» **Okuma metni**
● ● ● ● ● ● ●
2022 yılının bu yıla göre daha fazla umut verici olduğunu düşünüyorum. Çünkü krizler aynı zamanda fırsat da sunar. Türkiye teknoloji kullanımında hiç geri değil ancak teknoloji üretiminde eksiğiz. Bu krizi fırsata çevirmeli, çip üretimine odaklanmalıyız. Bu vesile ile bunu tekrar etmiş olayım. Ancak küresel pazarda önemli bir oyuncu olan Türkiye’nin güven verici hamleleri ivedilikle yapması, ekonomide öngörülebilirliği yeniden tesis etmesi de şart. Bunu başaramazsak ne yazık ki havanda su dövdüğümüz bir yılı yaşama ihtimalimiz de bulunuyor.

EGEV Yönetim Kurulu Başkanı Mehmet Ali Susam:

“Doğru siyasi ve ekonomi yönetimi ile Türkiye’nin önü açılır”
● ● ● ● ● ● ●
» **Sağlanan girdiler**
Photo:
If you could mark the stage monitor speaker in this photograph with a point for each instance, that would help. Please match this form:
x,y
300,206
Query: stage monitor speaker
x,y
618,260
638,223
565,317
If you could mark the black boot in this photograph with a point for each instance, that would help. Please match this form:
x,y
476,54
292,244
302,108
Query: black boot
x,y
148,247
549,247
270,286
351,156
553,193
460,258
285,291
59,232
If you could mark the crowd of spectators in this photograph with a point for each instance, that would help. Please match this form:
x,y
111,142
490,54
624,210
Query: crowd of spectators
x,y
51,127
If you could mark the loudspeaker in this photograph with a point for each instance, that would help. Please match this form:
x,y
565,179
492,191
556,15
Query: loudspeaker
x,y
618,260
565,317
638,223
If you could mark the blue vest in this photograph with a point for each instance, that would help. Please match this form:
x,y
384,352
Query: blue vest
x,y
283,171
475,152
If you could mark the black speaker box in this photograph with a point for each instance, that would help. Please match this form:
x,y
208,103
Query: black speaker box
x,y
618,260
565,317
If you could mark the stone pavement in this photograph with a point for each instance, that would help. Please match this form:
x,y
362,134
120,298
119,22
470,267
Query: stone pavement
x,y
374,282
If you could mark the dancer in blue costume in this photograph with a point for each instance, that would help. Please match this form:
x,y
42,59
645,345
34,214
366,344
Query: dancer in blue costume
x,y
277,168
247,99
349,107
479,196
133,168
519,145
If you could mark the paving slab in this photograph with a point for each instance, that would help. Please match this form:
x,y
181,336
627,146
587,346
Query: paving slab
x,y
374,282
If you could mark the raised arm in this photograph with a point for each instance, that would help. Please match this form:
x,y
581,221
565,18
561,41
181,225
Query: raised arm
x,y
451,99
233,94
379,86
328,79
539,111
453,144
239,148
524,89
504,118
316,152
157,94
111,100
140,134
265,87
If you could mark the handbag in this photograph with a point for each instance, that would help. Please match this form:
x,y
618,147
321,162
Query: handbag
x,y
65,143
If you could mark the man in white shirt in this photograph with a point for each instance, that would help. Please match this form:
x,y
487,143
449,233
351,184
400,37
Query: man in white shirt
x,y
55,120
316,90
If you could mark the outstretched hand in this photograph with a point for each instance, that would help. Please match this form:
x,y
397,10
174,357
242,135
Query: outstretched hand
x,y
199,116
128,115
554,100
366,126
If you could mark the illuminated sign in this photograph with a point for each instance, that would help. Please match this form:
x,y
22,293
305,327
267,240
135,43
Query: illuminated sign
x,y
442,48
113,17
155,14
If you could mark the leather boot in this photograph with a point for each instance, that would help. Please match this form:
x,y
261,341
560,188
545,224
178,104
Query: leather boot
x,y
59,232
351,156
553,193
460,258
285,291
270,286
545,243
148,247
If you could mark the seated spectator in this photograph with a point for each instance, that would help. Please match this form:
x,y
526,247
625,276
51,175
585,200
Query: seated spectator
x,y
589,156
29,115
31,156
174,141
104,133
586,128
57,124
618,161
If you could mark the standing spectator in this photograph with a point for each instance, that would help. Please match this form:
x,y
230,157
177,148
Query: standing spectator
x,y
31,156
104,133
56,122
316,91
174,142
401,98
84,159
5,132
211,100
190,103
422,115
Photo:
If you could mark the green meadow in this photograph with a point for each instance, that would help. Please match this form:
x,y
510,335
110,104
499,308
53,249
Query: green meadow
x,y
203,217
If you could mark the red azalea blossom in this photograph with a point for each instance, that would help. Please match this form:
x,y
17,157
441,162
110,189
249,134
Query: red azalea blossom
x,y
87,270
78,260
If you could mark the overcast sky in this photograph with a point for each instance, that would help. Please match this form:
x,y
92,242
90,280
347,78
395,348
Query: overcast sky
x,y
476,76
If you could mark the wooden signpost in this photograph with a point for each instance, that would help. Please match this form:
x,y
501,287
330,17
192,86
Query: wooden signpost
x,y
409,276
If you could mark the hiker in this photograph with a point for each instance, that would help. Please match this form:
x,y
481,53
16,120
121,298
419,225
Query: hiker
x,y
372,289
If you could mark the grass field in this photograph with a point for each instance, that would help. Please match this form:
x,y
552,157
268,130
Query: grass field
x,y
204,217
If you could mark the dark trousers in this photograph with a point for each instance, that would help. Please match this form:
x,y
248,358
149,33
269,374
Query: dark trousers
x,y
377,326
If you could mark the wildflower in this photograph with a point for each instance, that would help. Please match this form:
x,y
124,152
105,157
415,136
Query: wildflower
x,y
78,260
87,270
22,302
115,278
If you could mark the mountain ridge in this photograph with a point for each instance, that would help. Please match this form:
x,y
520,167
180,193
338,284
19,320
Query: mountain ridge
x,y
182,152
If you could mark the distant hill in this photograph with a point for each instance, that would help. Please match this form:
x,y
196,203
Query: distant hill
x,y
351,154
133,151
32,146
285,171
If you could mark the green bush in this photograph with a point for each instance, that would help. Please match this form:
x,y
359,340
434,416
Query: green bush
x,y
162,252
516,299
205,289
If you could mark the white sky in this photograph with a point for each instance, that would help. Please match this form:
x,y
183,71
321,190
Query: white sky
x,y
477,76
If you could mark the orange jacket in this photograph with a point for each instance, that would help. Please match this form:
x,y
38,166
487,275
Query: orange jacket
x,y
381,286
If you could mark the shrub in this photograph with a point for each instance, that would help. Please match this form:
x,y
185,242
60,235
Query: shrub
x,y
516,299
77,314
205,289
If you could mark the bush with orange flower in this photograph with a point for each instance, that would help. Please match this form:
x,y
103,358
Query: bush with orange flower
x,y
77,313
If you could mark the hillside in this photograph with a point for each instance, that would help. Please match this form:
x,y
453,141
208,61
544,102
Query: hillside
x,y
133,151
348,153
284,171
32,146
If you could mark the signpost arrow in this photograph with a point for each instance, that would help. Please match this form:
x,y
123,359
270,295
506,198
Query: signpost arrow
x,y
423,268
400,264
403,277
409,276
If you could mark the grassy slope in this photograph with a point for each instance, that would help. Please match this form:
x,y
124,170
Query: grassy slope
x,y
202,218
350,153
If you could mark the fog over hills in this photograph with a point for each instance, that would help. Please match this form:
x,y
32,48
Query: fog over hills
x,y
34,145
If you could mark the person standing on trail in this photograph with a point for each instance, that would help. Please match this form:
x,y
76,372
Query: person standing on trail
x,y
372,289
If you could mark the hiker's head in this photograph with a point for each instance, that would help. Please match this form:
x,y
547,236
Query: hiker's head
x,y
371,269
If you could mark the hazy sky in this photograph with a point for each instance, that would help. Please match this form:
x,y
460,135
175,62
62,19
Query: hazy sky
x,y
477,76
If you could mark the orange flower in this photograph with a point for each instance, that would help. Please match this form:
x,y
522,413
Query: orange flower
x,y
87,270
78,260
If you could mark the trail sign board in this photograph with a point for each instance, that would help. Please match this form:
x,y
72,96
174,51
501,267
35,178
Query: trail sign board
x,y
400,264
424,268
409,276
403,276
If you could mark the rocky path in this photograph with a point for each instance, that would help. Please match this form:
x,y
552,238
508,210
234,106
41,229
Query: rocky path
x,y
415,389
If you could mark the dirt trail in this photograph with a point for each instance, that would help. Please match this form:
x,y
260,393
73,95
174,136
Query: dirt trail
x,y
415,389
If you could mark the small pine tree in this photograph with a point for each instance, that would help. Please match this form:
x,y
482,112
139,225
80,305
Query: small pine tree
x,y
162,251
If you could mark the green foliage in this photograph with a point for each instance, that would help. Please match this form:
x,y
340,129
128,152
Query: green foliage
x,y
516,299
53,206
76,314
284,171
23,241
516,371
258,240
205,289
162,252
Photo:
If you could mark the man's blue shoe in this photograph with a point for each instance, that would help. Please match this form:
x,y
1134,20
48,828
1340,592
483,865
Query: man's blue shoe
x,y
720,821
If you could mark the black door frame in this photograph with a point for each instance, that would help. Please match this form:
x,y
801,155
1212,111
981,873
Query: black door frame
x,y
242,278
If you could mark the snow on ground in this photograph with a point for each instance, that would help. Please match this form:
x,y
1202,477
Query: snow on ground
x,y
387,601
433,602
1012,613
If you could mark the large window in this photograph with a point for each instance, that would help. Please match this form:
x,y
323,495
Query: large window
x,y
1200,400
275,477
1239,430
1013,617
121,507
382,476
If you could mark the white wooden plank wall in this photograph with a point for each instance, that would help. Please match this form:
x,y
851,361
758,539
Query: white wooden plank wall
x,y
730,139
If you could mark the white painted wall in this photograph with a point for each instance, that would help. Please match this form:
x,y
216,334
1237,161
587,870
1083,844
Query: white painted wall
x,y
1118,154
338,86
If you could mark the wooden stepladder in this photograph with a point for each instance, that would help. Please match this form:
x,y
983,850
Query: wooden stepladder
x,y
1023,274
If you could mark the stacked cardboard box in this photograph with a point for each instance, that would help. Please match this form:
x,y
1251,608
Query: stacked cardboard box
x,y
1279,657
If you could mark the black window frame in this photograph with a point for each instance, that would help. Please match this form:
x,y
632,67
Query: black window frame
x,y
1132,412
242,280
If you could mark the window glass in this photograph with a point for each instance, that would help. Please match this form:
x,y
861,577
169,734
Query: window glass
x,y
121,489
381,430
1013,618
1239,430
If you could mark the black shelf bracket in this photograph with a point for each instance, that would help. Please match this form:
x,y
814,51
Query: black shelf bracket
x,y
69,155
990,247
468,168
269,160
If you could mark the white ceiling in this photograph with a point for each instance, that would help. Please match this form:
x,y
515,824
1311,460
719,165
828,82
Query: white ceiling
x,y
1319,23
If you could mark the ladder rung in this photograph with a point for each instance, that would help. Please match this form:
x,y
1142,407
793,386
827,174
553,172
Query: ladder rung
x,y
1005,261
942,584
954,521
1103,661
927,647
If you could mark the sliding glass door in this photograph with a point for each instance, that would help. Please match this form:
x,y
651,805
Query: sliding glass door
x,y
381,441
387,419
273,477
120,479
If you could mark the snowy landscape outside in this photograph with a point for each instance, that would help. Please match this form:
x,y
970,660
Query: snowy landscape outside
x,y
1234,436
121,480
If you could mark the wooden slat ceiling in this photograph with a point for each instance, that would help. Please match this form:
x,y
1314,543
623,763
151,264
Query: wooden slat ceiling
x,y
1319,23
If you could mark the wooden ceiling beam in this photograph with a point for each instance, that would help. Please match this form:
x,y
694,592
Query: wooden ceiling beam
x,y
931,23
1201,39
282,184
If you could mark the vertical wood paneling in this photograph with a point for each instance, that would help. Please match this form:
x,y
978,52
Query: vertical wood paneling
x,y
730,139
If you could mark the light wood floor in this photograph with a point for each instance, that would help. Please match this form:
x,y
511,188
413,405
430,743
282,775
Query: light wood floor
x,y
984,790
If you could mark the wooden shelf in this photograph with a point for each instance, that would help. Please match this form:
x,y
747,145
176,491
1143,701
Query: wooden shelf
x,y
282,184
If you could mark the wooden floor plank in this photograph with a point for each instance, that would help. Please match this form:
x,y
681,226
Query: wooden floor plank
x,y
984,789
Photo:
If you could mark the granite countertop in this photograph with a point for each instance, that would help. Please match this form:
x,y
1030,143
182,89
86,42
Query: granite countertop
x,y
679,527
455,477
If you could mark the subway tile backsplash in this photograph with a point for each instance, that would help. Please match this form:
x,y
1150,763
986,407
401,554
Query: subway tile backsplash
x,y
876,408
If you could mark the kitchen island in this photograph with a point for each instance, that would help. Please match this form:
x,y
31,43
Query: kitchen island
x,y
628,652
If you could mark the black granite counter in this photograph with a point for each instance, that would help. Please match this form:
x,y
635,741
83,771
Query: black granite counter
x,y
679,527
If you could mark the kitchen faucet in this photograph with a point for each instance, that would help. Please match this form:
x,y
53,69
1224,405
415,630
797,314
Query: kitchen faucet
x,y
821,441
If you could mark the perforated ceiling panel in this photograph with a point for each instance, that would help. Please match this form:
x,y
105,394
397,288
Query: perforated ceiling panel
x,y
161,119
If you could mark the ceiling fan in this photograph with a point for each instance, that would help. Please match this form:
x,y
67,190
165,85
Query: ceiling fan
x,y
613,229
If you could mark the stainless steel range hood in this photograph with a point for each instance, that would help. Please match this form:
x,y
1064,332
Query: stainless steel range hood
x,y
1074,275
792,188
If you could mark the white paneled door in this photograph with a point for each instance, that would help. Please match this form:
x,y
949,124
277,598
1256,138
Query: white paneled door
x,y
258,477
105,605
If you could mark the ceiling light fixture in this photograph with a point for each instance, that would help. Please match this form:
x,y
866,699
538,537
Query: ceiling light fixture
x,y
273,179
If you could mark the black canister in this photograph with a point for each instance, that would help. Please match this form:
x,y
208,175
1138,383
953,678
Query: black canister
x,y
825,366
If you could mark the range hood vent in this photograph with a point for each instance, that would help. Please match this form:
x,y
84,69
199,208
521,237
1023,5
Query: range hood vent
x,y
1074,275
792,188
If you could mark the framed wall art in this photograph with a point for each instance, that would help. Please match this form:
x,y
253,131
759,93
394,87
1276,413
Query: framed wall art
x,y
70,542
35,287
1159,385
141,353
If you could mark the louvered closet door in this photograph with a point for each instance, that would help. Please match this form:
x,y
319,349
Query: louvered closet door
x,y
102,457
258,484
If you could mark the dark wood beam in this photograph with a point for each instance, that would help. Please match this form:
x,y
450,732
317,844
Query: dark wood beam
● ● ● ● ● ● ●
» **Görev listesi**
**A)** Okuma metnindeki “2022 yılının bu yıla göre” sözleriyle başlayan paragrafı, ana bilgilerini koruyarak kısa bir madde listesine dönüştürün.
**B)** Okuma metnine göre Mehmet Ali Susam hangi görevde bulunuyor?

» **Verilen yanıtlar**
**A)**
- 2022, bu yıla göre daha umut verici görülüyor, çünkü krizler fırsat da sunar.
- Türkiye teknoloji kullanımında geri değil ama teknoloji üretiminde eksik.
- Kriz fırsata çevrilmeli ve çip üretimine odaklanılmalı.
- Küresel pazarda önemli bir oyuncu olan Türkiye'nin güven verici hamleleri ivedilikle yapması ve ekonomide öngörülebilirliği yeniden tesis etmesi şart.
- Bu başarılamazsa havanda su dövülen bir yıl yaşanabilir.

**B)** EGEV Yönetim Kurulu Başkanı.